• Daftar Tugas:
A – Tentukan apakah setiap pernyataan berikut sesuai dengan teks tentang sifat sombong. Jawab ya atau tidak, lalu kutip kata-kata teks yang menjadi penentunya. (i) Sombong digolongkan sebagai sifat tercela. (ii) Semakin kecil faktor pendorong suatu dosa, semakin kecil pula dosanya. (iii) Penanya hanya meminta hadis tanpa penjelasannya.
B – Lanjutkan teks tentang sifat sombong mulai dari bagian terakhirnya.

• Teks Hasil Ekstraksi:
- - - - -

3 Orang yang Allah Cuekin di Hari Kiamat – Syaikh Sa’ad bin Nashir Asy-Syatsri

Ajaran Islam itu indah dan mulia. Islam mengajarkan kita hal-hal yang dapat mengantarkan kepada kebahagiaan di dunia dan akhirat. Sebaliknya, Islam melarang kita dari mengerjakan perbuatan yang dapat berakibat dosa dan siksa. Di antara perbuatan tercela dan berat konskuensinya yaitu, sombong.

Beliau bertanya tentang hadis tiga golongan yang Allah tidak akan berbicara kepada mereka pada hari kiamat.
Beliau meminta hadis dan juga penjelasannya.
Segala puji hanya bagi Allah, Tuhan semesta alam.
Salawat dan salam semoga terlimpah untuk Nabi dan Rasul-Nya yang paling mulia.
Adapun berikutnya, bahwa syariat islam telah melarang perbuatan-perbuatan
dan sifat-sifat tercela yang ada dalam diri manusia,
dan telah menuliskan dosa bagi orang yang melakukan perbuatan terlarang tersebut.
Dan jika faktor yang mendorong perbuatan dosa itu semakin kecil
maka jika perbuatan itu dilakukan, maka dosanya akan semakin besar.
Dan di antara perbuatan-perbuatan tersebut adalah yang disebutkan dalam hadis ini,
di mana Nabi ṣallāllāhu ‘alaihi wa sallam memperingatkan bahaya sombong.
Karena sombong adalah sifat tercela.
Dan pengertian sombong adalah ketika seseorang merendahkan orang lain
dan tidak mau menerima kebenaran.

- - - - -

• Entri yang Disediakan:

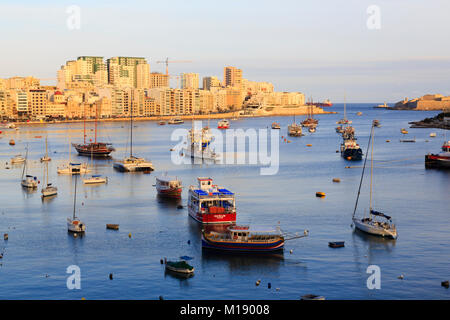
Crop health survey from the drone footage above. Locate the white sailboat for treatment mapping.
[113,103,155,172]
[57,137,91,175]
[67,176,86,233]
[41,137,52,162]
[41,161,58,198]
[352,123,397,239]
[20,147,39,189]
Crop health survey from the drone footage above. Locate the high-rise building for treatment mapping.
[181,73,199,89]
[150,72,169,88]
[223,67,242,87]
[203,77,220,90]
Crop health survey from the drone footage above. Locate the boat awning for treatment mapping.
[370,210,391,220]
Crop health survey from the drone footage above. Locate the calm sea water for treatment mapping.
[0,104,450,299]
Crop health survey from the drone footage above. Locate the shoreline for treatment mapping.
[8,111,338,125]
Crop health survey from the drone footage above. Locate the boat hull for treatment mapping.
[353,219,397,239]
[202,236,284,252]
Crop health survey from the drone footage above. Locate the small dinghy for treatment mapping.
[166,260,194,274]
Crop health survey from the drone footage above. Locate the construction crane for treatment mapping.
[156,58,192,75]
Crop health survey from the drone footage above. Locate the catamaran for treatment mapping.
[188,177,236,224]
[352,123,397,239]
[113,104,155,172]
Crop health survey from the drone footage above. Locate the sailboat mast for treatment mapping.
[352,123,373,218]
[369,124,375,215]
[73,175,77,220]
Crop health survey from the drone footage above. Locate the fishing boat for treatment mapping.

- - - - -

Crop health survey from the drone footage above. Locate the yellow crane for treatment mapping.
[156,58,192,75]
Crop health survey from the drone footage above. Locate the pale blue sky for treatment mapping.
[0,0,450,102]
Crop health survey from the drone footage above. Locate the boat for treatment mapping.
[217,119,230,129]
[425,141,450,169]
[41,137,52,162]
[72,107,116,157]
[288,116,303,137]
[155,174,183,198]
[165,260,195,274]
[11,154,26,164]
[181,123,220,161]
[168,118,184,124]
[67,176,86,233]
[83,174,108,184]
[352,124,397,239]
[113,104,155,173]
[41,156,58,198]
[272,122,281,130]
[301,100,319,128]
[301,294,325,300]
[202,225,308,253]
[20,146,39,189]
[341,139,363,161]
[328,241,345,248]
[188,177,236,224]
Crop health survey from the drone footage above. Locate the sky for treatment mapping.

- - - - -

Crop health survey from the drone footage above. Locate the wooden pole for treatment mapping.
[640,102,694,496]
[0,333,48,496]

- - - - -

• Daftar Jawaban:
A –
(i) Ya: "Karena sombong adalah sifat tercela."
(ii) Tidak: "maka jika perbuatan itu dilakukan, maka dosanya akan semakin besar."
(iii) Tidak: "Beliau meminta hadis dan juga penjelasannya."

B –
Dan jika sifat sombong ini muncul dari seseorang
yang hanya memiliki sedikit faktor yang mendorongnya untuk berlaku sombong
maka dosa sombong tersebut lebih besar.
Dari sinilah, Nabi menyebutkan tiga di antara golongan yang Allah tidak akan berbicara kepada mereka,
tidak akan melihat mereka, dan tidak akan mensucikan mereka pada hari kiamat,
dan mereka akan mendapatkan azab yang pedih.
PERTAMA:
Orang miskin yang sombong.
Dan maksud dari orang miskin adalah orang yang tidak memiliki harta untuk mencukupi kebutuhannya sendiri
sehingga dia membutuhkan orang lain untuk menafkahi dirinya,
meskipun demikian, dia menyombongkan dirinya,
padahal orang seperti ini, faktor yang mendorongnya untuk sombong sangat kecil,
meskipun demikian, dia tetap menyombongkan dirinya.
KEDUA:
Orang tua renta yang berzina
Dan maksud dari orang tua renta adalah orang lanjut usia yang sudah beruban.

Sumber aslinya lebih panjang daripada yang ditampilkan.